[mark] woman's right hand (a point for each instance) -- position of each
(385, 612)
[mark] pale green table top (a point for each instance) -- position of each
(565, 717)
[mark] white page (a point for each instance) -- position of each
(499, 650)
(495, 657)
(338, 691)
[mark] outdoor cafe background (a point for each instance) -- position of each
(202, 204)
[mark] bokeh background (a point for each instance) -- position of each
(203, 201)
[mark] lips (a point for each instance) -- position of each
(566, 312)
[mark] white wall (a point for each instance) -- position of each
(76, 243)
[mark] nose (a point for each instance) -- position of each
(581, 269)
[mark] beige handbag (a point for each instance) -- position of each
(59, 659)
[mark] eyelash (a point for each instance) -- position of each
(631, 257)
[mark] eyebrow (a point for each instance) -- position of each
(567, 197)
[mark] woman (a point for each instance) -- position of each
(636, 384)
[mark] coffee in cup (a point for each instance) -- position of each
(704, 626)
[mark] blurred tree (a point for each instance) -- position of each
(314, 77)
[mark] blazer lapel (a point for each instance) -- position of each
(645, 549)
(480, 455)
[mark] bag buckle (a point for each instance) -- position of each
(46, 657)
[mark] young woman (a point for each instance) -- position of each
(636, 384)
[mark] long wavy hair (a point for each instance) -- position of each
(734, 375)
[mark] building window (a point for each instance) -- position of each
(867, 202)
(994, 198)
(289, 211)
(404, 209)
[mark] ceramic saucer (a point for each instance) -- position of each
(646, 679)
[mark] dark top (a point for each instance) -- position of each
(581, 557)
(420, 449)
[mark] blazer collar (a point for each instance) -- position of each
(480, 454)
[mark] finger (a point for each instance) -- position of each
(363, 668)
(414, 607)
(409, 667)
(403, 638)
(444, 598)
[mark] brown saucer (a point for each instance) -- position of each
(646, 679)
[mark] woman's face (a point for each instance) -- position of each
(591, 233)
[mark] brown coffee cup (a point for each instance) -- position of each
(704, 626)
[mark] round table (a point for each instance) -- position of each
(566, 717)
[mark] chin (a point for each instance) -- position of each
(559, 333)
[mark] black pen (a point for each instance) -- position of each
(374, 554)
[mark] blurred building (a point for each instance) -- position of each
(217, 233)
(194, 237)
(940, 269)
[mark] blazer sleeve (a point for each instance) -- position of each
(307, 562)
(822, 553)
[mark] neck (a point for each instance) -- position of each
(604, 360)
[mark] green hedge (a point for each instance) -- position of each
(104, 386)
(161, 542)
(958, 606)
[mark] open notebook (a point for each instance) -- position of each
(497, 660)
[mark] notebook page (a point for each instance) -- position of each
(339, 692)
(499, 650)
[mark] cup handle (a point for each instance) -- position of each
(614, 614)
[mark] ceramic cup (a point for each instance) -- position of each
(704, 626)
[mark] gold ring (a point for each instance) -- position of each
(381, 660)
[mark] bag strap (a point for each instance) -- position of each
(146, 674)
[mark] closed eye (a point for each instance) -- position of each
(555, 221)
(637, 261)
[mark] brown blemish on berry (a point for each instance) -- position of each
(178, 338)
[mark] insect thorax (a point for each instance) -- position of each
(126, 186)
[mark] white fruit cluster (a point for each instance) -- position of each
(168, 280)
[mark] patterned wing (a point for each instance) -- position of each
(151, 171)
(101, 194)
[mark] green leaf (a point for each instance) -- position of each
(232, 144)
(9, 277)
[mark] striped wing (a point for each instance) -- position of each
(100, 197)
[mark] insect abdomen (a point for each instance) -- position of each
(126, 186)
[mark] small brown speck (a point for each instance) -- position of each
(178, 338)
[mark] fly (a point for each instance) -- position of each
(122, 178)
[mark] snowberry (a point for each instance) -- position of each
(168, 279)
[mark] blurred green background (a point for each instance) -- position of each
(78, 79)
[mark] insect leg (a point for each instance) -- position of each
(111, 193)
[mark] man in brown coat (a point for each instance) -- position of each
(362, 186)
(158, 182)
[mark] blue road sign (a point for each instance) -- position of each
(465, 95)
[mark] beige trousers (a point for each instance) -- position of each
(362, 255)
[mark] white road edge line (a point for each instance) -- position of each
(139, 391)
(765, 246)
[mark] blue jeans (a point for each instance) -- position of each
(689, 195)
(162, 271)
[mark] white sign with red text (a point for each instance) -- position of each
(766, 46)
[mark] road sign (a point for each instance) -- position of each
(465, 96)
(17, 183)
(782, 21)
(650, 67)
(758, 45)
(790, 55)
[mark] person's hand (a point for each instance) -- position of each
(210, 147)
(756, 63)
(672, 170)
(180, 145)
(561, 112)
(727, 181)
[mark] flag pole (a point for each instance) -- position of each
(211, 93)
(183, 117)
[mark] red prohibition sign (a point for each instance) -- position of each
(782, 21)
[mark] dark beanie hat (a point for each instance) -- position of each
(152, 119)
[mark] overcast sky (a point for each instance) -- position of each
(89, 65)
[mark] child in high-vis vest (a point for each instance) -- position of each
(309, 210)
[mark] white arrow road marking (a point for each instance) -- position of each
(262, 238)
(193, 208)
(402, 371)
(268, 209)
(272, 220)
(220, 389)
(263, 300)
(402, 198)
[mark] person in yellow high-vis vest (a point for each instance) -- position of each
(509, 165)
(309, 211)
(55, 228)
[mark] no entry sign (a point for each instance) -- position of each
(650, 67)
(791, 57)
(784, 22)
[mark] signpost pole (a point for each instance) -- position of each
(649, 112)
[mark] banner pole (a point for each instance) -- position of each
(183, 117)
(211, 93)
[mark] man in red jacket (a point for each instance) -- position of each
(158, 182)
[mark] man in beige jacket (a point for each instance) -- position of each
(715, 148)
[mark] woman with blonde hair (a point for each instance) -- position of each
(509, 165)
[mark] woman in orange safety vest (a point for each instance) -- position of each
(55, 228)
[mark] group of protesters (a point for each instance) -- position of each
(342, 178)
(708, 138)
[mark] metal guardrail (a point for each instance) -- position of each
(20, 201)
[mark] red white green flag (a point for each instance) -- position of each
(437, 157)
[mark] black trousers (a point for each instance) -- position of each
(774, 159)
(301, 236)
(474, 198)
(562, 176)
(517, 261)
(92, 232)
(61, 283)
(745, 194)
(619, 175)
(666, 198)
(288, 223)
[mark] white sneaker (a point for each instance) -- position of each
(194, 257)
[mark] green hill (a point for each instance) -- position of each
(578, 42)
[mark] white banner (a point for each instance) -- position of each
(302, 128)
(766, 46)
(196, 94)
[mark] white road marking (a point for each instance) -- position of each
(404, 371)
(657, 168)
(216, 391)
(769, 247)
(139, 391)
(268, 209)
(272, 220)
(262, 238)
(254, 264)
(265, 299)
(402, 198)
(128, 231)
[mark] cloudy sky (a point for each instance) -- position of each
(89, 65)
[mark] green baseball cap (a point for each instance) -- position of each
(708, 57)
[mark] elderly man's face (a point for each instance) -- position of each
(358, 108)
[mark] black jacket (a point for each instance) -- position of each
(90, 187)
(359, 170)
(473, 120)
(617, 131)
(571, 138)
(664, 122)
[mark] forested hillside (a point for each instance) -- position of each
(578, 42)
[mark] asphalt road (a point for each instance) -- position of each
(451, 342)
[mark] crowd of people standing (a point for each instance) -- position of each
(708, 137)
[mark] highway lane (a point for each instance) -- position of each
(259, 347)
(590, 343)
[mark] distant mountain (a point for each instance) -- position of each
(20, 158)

**What to do**
Render the lines from the one containing "[mark] forested hillside" through the end of the records as a Markdown table with two columns, Row and Line. Put a row number in Row and the line in Line, and omit any blank lines.

**Output of the task**
| Row | Line |
|---|---|
| 1 | [mark] forested hillside (a point for each instance) -- position of each |
| 2 | (578, 42) |
| 3 | [mark] asphalt road (a point for each instance) -- position of each |
| 4 | (451, 342) |
| 5 | [mark] crowd of people standing (a point for each instance) -- position of each |
| 6 | (708, 137) |
| 7 | [mark] highway lane (a point for each instance) -- position of each |
| 8 | (259, 347) |
| 9 | (590, 343) |
| 10 | [mark] distant mountain (a point for each instance) -- position of each |
| 11 | (20, 158) |